(Records from a dataset)
____
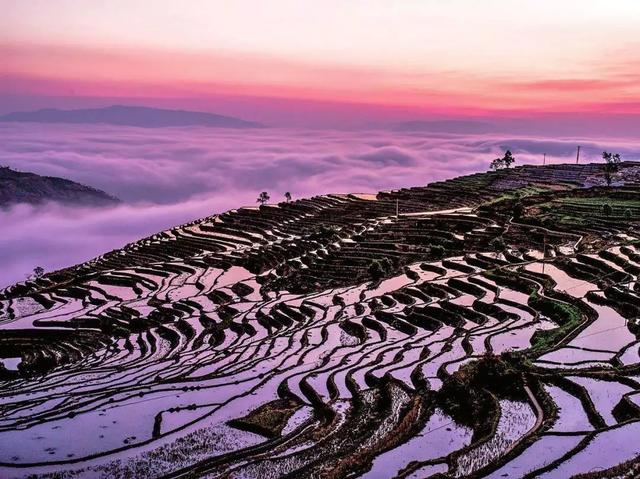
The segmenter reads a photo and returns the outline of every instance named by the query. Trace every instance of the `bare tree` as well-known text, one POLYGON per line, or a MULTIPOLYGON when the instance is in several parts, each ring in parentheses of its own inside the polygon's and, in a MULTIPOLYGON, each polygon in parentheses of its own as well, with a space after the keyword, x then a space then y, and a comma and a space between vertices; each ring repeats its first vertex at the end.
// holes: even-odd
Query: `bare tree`
POLYGON ((289 193, 288 191, 284 194, 284 198, 285 200, 287 200, 287 203, 289 203, 289 201, 291 201, 291 193, 289 193))

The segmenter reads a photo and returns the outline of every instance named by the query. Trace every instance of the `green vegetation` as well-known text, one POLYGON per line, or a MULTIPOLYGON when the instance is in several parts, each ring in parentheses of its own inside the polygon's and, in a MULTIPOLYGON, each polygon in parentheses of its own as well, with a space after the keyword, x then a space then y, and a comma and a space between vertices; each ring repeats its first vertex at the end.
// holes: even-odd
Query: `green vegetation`
POLYGON ((270 199, 271 197, 269 196, 269 193, 267 193, 266 191, 263 191, 258 195, 258 199, 256 200, 256 203, 260 203, 261 205, 264 205, 270 199))
POLYGON ((613 196, 591 196, 585 198, 559 198, 554 201, 554 204, 569 205, 569 206, 592 206, 601 207, 603 203, 609 203, 612 207, 628 206, 630 208, 640 208, 640 200, 616 198, 613 196))
POLYGON ((559 327, 547 330, 538 330, 531 338, 532 351, 544 350, 556 346, 569 331, 582 322, 582 315, 575 306, 553 299, 540 296, 533 292, 529 296, 529 306, 547 316, 559 327))
POLYGON ((613 175, 620 169, 620 154, 603 151, 602 159, 605 161, 604 179, 607 182, 607 186, 611 186, 613 175))
POLYGON ((516 162, 516 159, 511 154, 510 150, 507 150, 502 158, 496 158, 491 162, 492 170, 499 170, 501 168, 511 168, 511 165, 516 162))
POLYGON ((520 370, 523 364, 518 356, 508 353, 485 354, 444 380, 438 403, 457 422, 482 431, 494 413, 491 394, 516 400, 526 397, 520 370))
POLYGON ((557 346, 582 322, 582 315, 575 306, 537 292, 531 293, 529 306, 559 327, 536 331, 531 348, 525 351, 505 352, 499 356, 486 354, 462 366, 445 379, 438 392, 438 403, 443 410, 457 422, 473 427, 476 433, 486 433, 490 428, 490 418, 495 415, 493 398, 525 400, 524 375, 529 370, 530 357, 557 346))
POLYGON ((516 204, 513 205, 513 211, 512 211, 513 218, 516 220, 519 220, 522 217, 523 213, 524 213, 524 205, 522 204, 521 201, 517 201, 516 204))
POLYGON ((558 198, 537 205, 528 214, 529 222, 549 227, 583 227, 611 220, 629 222, 640 217, 640 200, 603 195, 558 198))
POLYGON ((539 195, 542 193, 547 193, 551 191, 548 188, 543 188, 540 186, 525 186, 523 188, 518 188, 516 190, 509 190, 504 194, 498 196, 497 198, 492 199, 491 201, 487 201, 482 206, 484 207, 500 207, 507 203, 511 203, 517 200, 521 200, 528 196, 539 195))
POLYGON ((300 404, 291 399, 276 399, 227 424, 267 438, 278 437, 299 407, 300 404))
POLYGON ((335 241, 340 238, 338 232, 340 228, 333 225, 321 225, 313 233, 309 235, 309 238, 314 241, 335 241))
POLYGON ((374 259, 369 264, 369 276, 373 281, 384 278, 391 271, 393 271, 393 264, 389 261, 389 258, 374 259))
POLYGON ((434 258, 440 259, 440 258, 444 258, 445 254, 447 253, 447 250, 444 246, 442 245, 432 245, 429 248, 429 252, 431 253, 431 256, 433 256, 434 258))
POLYGON ((489 242, 489 245, 496 253, 502 253, 507 249, 507 245, 505 244, 504 238, 502 238, 502 236, 496 236, 495 238, 493 238, 489 242))
POLYGON ((534 283, 523 278, 522 275, 516 271, 499 268, 487 269, 483 272, 483 275, 490 280, 495 281, 498 285, 507 286, 526 294, 531 294, 535 290, 534 283))
POLYGON ((29 279, 38 279, 44 276, 44 268, 42 266, 36 266, 33 268, 33 273, 28 275, 29 279))

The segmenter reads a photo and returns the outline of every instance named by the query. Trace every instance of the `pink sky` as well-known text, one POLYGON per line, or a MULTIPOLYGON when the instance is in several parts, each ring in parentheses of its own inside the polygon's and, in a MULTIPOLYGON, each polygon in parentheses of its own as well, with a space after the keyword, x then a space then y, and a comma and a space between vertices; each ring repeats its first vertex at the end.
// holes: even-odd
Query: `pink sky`
POLYGON ((361 120, 363 105, 406 119, 640 113, 636 0, 0 0, 0 11, 0 111, 144 98, 221 113, 287 100, 298 116, 333 105, 361 120))

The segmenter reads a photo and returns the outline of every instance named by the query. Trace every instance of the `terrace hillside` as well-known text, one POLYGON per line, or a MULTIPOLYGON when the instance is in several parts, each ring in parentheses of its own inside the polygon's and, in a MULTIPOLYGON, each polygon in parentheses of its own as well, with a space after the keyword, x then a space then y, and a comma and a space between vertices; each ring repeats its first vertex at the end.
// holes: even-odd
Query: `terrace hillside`
POLYGON ((0 476, 638 477, 640 163, 613 180, 239 208, 6 288, 0 476))

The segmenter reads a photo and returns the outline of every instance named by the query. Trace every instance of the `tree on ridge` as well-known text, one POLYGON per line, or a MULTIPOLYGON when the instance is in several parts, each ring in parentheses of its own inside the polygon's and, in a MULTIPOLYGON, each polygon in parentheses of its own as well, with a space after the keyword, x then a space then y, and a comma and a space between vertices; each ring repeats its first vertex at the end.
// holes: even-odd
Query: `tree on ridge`
POLYGON ((256 203, 260 203, 261 205, 264 205, 270 199, 271 199, 271 197, 269 196, 269 193, 267 193, 266 191, 263 191, 258 196, 258 199, 256 200, 256 203))
POLYGON ((604 180, 607 182, 607 186, 611 186, 614 173, 617 173, 620 169, 620 153, 610 153, 608 151, 602 152, 602 159, 604 164, 604 180))
POLYGON ((511 150, 507 150, 502 158, 496 158, 491 162, 491 169, 492 170, 499 170, 501 168, 509 169, 511 168, 511 165, 513 165, 515 162, 516 162, 516 159, 513 157, 511 150))
POLYGON ((27 279, 38 279, 44 275, 44 268, 42 266, 36 266, 33 268, 33 272, 27 275, 27 279))

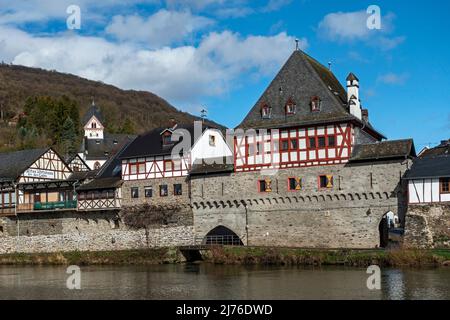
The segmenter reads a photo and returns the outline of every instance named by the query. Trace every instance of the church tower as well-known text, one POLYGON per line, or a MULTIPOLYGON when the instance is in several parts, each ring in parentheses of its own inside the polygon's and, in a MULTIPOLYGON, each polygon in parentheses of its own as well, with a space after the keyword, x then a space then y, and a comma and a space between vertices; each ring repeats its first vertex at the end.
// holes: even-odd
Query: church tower
POLYGON ((84 136, 87 139, 103 140, 105 127, 100 108, 92 101, 92 105, 83 118, 84 136))

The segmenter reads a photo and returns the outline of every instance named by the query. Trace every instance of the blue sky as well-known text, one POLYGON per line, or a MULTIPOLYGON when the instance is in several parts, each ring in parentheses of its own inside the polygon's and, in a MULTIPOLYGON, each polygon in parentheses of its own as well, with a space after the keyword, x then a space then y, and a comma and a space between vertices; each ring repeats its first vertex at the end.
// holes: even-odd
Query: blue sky
POLYGON ((375 127, 419 150, 450 138, 449 20, 440 0, 0 0, 0 59, 152 91, 234 127, 298 38, 341 83, 354 72, 375 127), (369 5, 380 30, 365 25, 369 5))

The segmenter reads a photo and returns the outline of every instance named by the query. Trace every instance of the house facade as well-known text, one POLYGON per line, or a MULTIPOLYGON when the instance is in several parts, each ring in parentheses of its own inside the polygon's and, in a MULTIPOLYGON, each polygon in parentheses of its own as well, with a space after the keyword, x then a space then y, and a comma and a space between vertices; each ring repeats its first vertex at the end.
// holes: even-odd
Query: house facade
POLYGON ((382 141, 358 78, 346 85, 304 52, 291 55, 235 129, 234 170, 205 165, 191 176, 199 243, 387 245, 387 216, 404 224, 414 144, 382 141))

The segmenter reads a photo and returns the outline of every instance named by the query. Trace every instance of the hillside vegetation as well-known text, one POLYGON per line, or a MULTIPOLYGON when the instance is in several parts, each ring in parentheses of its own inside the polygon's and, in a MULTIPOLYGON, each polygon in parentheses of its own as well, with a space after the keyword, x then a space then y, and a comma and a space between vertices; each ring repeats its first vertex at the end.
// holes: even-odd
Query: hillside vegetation
MULTIPOLYGON (((0 150, 23 149, 33 145, 26 142, 21 144, 17 139, 18 128, 11 128, 11 120, 25 112, 30 99, 64 99, 76 105, 80 119, 94 99, 102 110, 106 129, 110 133, 120 132, 124 127, 132 127, 134 133, 142 133, 166 126, 170 119, 178 123, 199 119, 177 110, 150 92, 121 90, 112 85, 56 71, 0 64, 0 150)), ((71 116, 71 120, 76 122, 72 118, 71 116)), ((64 120, 60 119, 61 124, 64 120)), ((45 121, 55 119, 46 118, 45 121)), ((69 126, 70 121, 66 125, 69 126)), ((60 137, 46 136, 34 144, 40 146, 49 141, 60 141, 60 137)))

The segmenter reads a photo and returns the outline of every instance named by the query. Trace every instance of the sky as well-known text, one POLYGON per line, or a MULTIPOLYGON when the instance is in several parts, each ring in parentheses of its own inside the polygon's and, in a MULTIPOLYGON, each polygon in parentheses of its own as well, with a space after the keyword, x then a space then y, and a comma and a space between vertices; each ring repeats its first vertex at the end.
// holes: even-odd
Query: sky
POLYGON ((417 151, 450 138, 448 30, 441 0, 0 0, 0 60, 151 91, 228 127, 298 39, 341 83, 355 73, 371 123, 417 151))

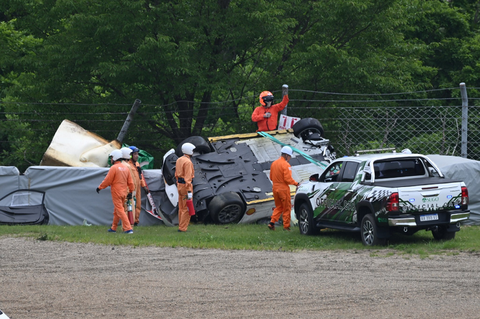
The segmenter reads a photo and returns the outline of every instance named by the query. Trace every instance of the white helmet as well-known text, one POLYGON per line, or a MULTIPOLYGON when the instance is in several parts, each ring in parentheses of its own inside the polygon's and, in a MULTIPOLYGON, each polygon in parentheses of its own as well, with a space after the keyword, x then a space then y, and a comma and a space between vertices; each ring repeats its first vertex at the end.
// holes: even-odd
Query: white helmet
____
=== Task ===
Go through the entries above and copy each line with "white" in it.

=== Solution ===
The segmenter reads a photo and returns the outline of every instance named by the query. Trace every instance of the white helmet as well-known text, one POLYGON per line, or a MULTIPOLYGON when the instance is in several parts, each ring in parentheses of its own inside the polygon's and, in a MULTIPOLYGON, each polygon in parentheses of its own as well, with a space after the keyword, x then a space then y, and a comma and a space between vertices; each ring repeats its first vertex at the end.
Query: white helmet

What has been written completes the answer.